→ What you will do
a - Rewrite the stretch of the A&E article from "Hunt demanded progress" through "and emergency departments.", putting "Spring Statement" wherever "Budget" appears.
b - Please list every person named in the article on A&E waiting times.
c - Carry on the article about A&E waiting times from the point where it stops.

January was the worst month on record for hospital A&E departments, with more patients than ever waiting over four hours to be seen, official figures have revealed.
NHS England statistics showed 85.1% of patients were seen within four hours – down from 86.2% in December and well below the Government’s target of 95%.
However, Health Secretary Jeremy Hunt has told NHS hospitals they must get back to meeting the target for seeing patients swiftly in A&E. In a speech last week, Hunt said it was “critical for patient safety”.
The target of seeing 95% of patients in four hours has been missed in England since July 2015.
Hunt demanded progress this year and said the target should be hit next year after new funding in the Budget.
In the recent Budget, a capital investment of £100m was outlined specifically for accident and emergency departments.
The money will be used to develop an urgent treatment centre in every A&E in England.
The Chancellor of the Exchequer Phillip Hammond said the money “will enable trusts to invest in measures to help manage demand on A&E services”, and he gave the example of “onsite GP facilities”.
The Budget also included a commitment to inject £2bn into adult social care spending over the next three years.
Hunt said the new money would help tackle the problem of patients who were fit to leave hospital having their discharge delayed because of a lack of suitable care in the community.
Mark Porter, BMA council chair, said: “It’s very easy to call for A&E to get back on track by next year, but the government needs to explain just how this will happen considering that yesterday’s budget didn’t come close to addressing the black hole in NHS finances.
“It would be naïve to think that the crisis in the NHS stops solely at the hospital door when, in fact, our A&E departments are struggling because of an overstretched system. The NHS isn’t at breaking point because of front-line financial mismanagement, or individual chief executives’ poor decision making, but because of the conscious, and constant, underinvestment in our health service.

→ Information supplied

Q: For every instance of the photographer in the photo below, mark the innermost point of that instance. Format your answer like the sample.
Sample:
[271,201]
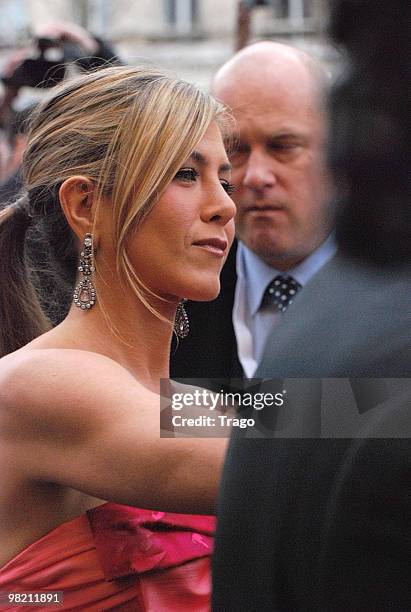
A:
[43,62]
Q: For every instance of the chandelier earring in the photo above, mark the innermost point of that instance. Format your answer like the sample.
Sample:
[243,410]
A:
[181,322]
[84,296]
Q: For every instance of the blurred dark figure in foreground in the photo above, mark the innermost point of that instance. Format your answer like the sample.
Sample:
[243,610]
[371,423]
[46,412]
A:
[43,62]
[323,524]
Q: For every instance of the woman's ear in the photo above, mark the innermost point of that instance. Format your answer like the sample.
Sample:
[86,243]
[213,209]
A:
[77,197]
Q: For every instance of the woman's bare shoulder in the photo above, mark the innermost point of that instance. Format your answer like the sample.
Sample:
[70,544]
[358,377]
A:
[50,376]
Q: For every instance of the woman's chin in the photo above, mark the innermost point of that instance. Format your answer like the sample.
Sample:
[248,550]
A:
[204,293]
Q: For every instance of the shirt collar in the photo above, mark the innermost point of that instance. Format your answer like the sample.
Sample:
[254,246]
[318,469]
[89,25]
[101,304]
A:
[258,274]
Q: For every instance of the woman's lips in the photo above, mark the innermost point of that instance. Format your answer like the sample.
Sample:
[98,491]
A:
[216,246]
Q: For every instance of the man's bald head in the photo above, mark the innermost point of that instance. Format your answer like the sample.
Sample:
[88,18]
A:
[275,93]
[268,63]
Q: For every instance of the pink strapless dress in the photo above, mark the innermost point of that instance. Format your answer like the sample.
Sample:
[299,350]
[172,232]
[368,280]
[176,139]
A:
[117,557]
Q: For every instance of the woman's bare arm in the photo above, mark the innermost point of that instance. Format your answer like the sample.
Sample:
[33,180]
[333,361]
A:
[79,419]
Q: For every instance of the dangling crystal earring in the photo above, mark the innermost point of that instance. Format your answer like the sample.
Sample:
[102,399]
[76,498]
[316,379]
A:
[181,323]
[85,294]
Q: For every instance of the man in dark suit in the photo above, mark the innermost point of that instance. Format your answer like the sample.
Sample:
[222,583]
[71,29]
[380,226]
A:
[284,216]
[323,524]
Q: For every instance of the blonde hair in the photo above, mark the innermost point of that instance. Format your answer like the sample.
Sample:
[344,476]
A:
[129,130]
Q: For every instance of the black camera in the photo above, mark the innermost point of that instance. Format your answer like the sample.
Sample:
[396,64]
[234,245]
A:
[43,72]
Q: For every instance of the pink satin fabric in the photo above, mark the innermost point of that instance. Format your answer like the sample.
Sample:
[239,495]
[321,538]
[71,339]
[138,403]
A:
[119,558]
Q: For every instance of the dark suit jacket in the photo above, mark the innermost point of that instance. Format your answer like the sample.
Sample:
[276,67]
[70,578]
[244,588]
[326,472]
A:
[323,524]
[210,349]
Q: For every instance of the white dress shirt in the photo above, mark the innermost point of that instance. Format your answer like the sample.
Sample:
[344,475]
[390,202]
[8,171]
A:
[251,325]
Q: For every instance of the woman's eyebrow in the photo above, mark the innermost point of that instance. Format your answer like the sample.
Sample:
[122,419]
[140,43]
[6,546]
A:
[203,161]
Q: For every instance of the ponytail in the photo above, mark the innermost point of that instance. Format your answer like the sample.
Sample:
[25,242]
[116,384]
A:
[21,316]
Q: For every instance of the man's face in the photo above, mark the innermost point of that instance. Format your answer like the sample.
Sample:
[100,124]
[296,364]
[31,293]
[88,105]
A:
[278,169]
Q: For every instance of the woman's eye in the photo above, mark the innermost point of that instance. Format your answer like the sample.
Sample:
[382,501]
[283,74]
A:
[228,187]
[187,174]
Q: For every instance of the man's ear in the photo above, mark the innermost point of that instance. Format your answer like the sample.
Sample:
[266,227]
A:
[77,197]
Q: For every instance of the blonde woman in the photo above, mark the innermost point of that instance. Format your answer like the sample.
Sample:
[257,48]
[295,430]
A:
[127,174]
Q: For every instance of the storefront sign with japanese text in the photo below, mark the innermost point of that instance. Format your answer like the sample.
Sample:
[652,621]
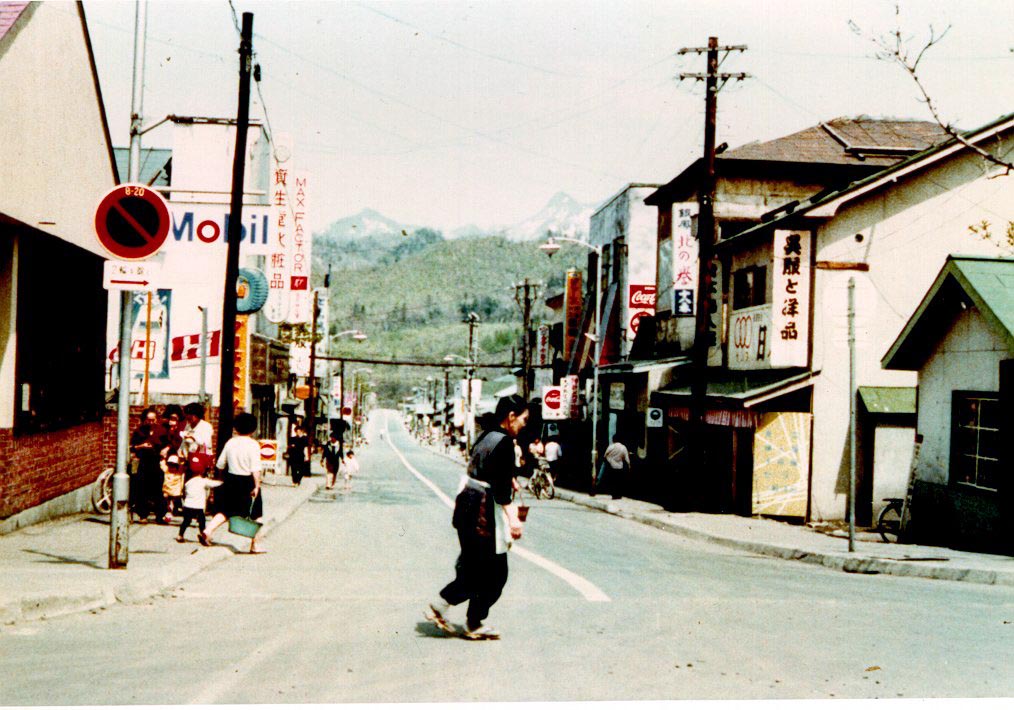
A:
[791,299]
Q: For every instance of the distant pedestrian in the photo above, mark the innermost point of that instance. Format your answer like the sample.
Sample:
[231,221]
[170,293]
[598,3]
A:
[554,456]
[197,435]
[240,491]
[146,486]
[196,498]
[487,522]
[332,457]
[350,469]
[298,451]
[616,466]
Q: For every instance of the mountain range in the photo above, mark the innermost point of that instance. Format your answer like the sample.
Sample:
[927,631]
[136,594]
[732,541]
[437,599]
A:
[562,214]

→ Answers to the problems
a -
Hunt demanded progress this year and said the target should be hit next year after new funding in the Spring Statement.
In the recent Spring Statement, a capital investment of £100m was outlined specifically for accident and emergency departments.

b - Jeremy Hunt, Phillip Hammond, Mark Porter

c -
“To really help doctors deliver the best care for patients, the government needs to look at the long-term funding, capacity and recruitment issues facing the system as a whole if we are to get to grips with the pressures the NHS faces year in, year out, but which are compounded during the winter months.”
The latest figures reveal nearly 80,000 seriously ill patients spent more than four hours waiting on trolleys to be treated after being admitted to A&E, with an unprecedented 988 patients waiting on trolleys for longer than 12 hours.
The number of 12-hour trolley waits has risen from 550 in December and is up six times since January last year, when 158 people waited more than 12 hours for treatment.
President of the Royal College of Emergency Medicine, Dr Taj Hassan warned that there is still a lack of acute care beds, and inadequate numbers of experienced clinicians to treat the sick patients requiring admission. Only by a”addressing these issues” with the government “help to fix the current crisis”, he said.
He added: “We estimate that the NHS in England is short of approximately 2200 emergency medicine consultants, and if we are to reach safe levels of bed occupancy we will need to increase the number of beds available by around 10% – something STPs, based on current evidence, will do the opposite of.”